▸ **WHAT YOU SHOULD DO**
Find and copy every line of the records below that contains the string "blue". Matching is case-sensitive.
=== RECORD SET ===
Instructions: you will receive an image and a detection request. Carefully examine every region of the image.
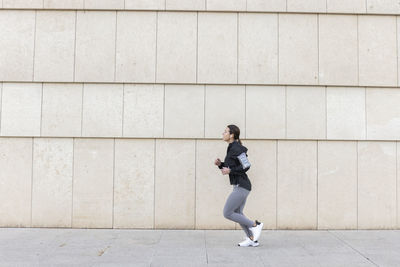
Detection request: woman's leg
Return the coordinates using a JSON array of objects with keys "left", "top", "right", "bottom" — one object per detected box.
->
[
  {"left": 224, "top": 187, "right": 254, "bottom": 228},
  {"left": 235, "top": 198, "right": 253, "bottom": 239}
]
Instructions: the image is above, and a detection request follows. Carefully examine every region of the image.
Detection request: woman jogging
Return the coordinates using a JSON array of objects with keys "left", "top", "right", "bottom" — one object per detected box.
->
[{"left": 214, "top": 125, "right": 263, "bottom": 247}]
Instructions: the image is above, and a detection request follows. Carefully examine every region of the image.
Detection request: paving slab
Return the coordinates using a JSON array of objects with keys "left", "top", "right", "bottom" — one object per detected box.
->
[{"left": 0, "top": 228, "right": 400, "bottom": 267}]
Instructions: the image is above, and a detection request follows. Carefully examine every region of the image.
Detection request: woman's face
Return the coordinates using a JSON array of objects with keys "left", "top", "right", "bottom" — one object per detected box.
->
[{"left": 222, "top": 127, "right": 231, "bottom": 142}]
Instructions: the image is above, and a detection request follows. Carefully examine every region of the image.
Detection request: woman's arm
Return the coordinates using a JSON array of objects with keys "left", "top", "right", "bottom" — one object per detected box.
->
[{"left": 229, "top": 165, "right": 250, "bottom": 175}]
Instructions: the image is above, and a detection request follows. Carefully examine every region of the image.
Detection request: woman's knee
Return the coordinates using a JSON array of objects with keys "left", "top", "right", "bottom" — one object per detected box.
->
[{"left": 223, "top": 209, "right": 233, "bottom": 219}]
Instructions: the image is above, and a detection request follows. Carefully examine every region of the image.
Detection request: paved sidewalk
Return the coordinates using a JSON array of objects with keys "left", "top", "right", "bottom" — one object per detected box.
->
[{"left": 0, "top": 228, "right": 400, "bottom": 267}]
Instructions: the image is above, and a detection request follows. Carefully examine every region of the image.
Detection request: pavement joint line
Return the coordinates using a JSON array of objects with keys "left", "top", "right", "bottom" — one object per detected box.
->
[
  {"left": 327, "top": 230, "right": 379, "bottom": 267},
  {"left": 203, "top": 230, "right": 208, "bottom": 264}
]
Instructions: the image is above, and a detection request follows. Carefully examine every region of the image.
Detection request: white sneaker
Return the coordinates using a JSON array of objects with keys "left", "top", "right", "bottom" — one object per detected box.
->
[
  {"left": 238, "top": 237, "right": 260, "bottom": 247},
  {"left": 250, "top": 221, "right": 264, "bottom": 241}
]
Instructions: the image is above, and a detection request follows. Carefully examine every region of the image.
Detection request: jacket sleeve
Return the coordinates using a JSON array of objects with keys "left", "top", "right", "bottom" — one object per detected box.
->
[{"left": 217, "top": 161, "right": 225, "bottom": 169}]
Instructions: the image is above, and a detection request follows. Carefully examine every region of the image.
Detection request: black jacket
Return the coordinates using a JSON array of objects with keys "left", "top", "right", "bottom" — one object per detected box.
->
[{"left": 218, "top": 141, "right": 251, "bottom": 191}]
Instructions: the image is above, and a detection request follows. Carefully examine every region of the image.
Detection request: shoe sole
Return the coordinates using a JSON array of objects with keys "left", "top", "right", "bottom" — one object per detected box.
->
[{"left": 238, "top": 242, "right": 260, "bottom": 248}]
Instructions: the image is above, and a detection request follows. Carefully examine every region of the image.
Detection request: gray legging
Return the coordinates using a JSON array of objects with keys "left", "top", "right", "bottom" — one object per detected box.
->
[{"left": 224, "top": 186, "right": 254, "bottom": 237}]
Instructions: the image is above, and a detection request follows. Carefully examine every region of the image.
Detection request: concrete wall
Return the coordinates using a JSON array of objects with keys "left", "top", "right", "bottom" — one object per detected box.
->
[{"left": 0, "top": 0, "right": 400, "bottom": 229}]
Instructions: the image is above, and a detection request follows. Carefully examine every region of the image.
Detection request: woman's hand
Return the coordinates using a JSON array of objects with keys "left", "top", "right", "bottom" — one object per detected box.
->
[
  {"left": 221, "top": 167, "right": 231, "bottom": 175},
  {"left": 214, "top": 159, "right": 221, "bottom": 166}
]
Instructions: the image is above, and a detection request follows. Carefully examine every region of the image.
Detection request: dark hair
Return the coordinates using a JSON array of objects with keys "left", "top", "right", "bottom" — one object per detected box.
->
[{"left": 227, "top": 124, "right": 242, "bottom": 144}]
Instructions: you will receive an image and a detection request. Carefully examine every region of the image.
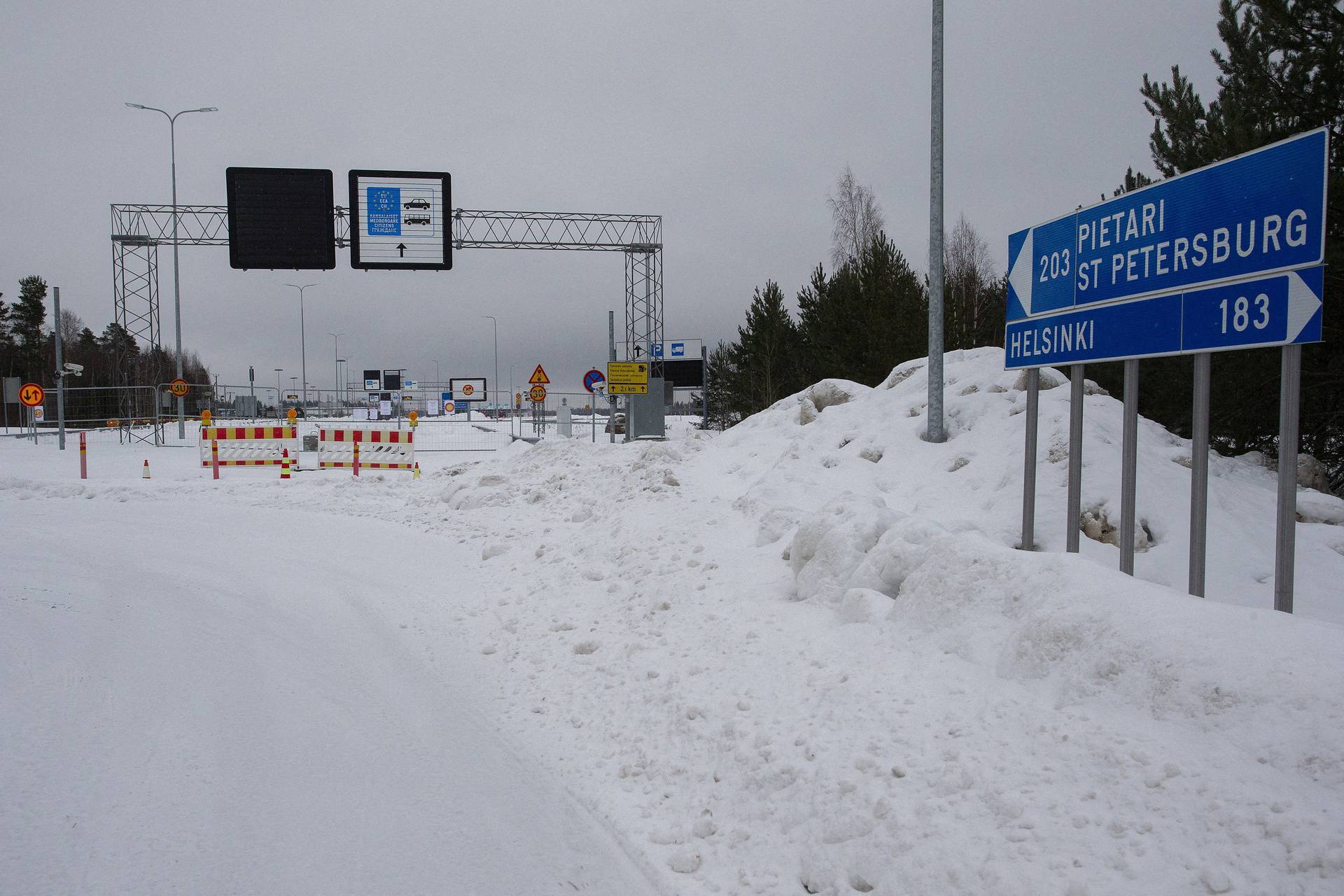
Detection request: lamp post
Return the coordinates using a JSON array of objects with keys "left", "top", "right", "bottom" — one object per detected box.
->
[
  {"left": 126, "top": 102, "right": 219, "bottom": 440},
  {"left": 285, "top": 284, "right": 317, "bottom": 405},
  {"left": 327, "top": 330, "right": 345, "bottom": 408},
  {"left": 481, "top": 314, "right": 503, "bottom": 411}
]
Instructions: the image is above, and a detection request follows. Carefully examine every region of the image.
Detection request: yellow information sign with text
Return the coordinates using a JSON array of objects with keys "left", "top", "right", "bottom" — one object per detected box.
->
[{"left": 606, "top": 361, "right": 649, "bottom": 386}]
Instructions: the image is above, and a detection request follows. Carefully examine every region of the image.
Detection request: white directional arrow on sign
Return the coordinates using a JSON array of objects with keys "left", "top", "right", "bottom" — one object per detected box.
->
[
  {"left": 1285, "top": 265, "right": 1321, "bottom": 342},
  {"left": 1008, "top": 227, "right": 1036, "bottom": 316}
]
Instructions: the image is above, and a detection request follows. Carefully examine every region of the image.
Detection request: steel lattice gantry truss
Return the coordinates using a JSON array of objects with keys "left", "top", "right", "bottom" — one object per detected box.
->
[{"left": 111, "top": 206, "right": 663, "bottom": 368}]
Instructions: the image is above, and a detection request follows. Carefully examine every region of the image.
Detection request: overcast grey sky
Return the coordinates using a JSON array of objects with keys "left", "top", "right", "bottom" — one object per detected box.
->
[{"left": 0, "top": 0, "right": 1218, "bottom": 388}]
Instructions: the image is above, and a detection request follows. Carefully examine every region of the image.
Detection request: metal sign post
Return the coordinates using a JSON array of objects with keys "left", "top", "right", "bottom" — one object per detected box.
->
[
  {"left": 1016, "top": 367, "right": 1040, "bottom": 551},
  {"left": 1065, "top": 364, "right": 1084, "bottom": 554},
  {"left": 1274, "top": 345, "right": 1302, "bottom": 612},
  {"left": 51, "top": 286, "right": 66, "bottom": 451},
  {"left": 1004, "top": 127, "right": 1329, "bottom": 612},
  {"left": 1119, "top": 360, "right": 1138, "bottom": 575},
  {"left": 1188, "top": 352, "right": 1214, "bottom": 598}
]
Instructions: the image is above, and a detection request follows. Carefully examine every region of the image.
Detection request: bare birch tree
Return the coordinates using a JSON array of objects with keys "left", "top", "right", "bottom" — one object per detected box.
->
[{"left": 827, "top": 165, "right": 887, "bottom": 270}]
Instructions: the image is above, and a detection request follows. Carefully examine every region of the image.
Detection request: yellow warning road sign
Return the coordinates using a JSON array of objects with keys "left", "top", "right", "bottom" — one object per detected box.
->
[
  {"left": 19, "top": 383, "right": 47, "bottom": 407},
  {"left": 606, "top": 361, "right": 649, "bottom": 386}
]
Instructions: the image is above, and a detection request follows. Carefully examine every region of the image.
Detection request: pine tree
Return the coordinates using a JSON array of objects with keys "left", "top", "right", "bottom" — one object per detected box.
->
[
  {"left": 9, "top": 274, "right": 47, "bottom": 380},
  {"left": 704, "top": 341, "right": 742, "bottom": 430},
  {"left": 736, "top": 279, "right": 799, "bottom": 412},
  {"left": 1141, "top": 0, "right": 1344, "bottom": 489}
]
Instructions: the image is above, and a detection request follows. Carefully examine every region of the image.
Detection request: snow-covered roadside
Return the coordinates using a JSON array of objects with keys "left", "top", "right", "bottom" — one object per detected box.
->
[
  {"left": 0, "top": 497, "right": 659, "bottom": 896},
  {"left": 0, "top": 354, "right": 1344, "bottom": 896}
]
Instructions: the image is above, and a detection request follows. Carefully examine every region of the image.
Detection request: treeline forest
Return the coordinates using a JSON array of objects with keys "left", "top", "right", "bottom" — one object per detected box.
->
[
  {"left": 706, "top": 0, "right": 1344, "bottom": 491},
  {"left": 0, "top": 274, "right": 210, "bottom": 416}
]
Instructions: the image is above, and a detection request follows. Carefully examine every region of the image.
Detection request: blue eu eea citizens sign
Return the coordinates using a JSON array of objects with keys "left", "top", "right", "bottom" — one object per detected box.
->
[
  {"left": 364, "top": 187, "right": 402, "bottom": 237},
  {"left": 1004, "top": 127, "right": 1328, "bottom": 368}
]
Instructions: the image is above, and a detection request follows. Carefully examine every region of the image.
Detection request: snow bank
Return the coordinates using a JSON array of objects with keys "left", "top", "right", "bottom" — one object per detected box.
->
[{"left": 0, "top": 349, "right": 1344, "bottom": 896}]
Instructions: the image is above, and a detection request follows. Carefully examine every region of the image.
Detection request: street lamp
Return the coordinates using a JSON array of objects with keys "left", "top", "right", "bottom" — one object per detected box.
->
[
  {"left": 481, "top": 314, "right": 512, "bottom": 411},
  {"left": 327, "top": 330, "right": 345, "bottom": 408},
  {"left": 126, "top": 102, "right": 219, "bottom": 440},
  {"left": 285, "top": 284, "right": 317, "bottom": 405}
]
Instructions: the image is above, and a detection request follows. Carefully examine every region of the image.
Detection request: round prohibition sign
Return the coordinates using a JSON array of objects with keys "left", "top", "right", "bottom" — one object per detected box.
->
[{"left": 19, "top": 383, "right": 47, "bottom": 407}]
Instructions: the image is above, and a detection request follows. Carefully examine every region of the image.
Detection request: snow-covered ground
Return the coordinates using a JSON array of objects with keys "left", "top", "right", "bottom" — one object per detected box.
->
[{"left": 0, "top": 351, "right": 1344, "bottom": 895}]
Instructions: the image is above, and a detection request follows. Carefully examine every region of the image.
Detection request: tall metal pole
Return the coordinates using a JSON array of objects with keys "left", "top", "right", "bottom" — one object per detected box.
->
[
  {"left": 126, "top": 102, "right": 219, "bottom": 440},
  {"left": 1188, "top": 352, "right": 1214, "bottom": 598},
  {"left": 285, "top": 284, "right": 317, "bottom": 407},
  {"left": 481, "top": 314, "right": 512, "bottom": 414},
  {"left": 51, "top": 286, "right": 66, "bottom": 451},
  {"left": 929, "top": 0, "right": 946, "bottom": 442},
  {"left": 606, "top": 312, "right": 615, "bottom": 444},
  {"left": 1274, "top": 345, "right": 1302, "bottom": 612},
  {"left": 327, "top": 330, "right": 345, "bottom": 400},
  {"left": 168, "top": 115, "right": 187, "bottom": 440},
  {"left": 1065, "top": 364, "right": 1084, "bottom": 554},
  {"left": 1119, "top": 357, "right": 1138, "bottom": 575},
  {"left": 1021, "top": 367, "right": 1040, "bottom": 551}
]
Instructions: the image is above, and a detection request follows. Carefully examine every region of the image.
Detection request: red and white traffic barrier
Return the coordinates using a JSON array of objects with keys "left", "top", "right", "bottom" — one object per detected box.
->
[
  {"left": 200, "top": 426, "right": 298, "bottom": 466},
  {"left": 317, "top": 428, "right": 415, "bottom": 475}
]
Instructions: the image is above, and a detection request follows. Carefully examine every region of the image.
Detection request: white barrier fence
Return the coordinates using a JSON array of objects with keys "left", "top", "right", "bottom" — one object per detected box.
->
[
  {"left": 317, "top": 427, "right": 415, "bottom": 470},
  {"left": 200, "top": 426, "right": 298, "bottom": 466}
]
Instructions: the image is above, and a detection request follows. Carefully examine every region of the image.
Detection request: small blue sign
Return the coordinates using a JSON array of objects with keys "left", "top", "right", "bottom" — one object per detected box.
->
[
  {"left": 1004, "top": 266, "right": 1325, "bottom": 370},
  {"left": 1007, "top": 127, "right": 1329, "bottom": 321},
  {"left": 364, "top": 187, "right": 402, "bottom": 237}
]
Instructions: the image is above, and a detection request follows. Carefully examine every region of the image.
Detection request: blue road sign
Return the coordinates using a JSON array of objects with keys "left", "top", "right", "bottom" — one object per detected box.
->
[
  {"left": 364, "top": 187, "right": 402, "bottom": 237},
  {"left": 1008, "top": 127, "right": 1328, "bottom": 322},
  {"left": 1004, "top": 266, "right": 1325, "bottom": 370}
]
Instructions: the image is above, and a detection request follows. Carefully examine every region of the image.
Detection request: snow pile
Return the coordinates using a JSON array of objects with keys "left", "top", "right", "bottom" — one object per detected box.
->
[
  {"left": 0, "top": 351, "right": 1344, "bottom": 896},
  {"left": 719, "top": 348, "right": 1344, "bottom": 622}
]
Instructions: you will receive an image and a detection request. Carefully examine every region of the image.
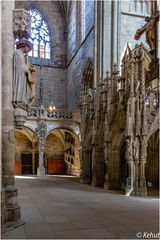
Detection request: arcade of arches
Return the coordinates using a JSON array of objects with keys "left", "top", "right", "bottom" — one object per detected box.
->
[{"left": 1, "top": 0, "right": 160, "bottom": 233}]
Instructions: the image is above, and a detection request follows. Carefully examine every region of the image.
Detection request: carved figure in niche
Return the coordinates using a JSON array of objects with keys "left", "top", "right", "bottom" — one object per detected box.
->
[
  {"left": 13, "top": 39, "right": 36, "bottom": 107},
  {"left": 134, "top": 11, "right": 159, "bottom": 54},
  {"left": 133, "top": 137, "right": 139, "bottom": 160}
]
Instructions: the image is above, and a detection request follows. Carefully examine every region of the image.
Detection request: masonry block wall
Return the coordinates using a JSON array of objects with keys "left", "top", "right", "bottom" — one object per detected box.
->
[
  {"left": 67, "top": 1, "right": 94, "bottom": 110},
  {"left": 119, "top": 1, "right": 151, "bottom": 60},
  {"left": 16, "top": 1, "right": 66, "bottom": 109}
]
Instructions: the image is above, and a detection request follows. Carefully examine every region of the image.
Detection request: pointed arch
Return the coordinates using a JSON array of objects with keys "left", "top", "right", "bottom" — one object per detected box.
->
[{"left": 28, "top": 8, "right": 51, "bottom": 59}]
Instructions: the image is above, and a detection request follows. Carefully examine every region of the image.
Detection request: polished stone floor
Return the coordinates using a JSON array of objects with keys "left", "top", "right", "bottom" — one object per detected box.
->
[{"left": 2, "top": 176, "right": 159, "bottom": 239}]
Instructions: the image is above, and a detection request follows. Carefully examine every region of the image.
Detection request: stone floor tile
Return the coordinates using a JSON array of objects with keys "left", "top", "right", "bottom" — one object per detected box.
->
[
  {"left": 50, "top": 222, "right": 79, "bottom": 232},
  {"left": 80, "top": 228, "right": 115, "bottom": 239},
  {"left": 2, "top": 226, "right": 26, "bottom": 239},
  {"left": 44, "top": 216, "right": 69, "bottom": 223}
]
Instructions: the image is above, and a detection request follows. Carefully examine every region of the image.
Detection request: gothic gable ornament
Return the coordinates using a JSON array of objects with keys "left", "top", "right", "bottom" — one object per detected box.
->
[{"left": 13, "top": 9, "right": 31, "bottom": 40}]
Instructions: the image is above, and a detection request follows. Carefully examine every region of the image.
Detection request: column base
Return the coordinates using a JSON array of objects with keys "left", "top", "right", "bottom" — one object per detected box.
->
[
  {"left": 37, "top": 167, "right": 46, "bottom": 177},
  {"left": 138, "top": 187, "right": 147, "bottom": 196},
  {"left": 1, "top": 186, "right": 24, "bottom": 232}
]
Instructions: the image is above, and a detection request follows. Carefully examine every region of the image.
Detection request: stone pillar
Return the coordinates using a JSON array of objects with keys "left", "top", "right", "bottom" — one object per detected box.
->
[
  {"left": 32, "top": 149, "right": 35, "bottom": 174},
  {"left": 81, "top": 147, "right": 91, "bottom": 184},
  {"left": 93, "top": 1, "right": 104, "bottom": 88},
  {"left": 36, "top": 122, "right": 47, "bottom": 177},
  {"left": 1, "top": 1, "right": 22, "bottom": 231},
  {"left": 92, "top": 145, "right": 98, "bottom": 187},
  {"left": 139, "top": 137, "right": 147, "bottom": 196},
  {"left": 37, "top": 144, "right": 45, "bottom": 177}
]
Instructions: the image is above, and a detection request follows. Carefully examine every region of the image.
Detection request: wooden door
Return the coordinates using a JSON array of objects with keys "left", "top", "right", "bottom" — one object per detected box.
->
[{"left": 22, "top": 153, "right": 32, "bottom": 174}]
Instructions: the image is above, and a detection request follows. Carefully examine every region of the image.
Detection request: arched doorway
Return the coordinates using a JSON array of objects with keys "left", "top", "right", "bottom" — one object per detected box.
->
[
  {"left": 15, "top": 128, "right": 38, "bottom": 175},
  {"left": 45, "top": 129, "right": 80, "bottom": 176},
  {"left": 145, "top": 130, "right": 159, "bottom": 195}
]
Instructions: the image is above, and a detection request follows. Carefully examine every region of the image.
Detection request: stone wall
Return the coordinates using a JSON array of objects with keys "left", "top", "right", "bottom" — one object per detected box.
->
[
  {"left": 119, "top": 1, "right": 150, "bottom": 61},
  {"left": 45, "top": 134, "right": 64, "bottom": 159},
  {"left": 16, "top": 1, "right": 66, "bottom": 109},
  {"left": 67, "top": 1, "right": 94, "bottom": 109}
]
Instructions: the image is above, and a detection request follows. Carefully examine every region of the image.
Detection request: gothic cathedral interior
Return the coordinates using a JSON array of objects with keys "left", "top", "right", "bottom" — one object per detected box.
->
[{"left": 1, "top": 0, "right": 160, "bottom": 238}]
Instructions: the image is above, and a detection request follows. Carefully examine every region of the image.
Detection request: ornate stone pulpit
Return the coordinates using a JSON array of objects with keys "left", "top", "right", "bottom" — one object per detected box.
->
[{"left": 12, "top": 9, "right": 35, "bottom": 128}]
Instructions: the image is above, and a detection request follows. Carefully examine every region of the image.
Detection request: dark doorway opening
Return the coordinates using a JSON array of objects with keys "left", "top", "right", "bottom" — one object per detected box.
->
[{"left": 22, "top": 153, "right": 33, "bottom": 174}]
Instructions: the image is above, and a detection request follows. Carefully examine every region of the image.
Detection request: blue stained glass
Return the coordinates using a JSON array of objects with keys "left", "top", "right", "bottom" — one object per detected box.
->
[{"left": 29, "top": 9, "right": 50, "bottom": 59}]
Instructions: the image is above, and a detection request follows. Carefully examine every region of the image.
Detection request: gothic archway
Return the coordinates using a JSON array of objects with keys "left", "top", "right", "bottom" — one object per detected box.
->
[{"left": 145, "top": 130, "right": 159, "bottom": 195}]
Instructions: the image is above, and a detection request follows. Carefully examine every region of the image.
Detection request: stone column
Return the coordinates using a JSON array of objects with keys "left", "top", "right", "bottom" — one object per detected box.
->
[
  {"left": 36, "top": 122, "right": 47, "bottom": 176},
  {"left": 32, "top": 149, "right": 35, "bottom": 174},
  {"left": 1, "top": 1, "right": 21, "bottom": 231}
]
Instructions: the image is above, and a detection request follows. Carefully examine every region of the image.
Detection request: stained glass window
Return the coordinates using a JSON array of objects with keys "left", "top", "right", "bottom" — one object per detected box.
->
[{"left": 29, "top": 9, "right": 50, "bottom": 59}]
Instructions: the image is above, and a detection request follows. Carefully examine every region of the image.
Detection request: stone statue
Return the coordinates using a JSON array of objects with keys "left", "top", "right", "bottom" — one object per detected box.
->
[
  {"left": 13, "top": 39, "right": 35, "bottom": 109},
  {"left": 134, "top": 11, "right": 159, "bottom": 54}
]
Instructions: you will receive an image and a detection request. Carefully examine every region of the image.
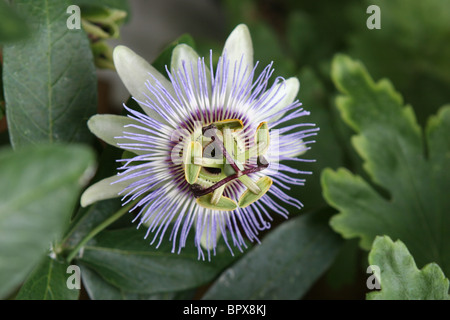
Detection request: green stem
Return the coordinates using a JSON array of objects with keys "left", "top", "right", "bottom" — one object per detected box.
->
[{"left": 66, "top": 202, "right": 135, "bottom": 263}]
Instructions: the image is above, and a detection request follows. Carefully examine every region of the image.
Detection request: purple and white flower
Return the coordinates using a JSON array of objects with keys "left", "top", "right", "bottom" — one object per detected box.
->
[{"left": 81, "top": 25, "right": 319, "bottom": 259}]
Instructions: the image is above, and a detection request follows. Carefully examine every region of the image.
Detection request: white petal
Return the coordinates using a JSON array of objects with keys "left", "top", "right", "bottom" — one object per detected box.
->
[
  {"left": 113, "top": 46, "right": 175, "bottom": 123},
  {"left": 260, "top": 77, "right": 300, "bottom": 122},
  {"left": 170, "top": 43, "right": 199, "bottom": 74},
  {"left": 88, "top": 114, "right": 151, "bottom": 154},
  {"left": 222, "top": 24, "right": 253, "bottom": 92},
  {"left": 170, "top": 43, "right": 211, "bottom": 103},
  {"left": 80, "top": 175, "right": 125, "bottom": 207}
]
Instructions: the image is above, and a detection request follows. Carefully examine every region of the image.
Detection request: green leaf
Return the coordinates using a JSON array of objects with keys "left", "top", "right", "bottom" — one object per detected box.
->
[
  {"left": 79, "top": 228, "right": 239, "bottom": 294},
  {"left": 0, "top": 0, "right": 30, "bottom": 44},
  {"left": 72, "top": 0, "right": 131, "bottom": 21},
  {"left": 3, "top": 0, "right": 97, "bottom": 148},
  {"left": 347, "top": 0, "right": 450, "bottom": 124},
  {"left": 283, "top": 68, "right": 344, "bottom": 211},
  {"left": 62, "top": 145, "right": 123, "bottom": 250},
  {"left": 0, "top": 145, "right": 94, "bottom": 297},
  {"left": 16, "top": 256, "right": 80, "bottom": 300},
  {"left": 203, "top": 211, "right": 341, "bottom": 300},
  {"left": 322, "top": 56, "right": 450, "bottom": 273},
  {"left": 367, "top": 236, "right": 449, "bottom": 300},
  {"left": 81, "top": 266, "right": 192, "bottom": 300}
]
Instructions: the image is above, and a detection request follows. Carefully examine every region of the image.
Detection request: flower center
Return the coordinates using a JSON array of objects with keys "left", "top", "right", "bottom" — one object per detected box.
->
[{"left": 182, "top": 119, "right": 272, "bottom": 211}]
===
▸ **WRITTEN REPLY**
Detection request: blue eu eea citizens sign
Detection request: small blue sign
Detection request: blue road sign
Detection request: blue stained glass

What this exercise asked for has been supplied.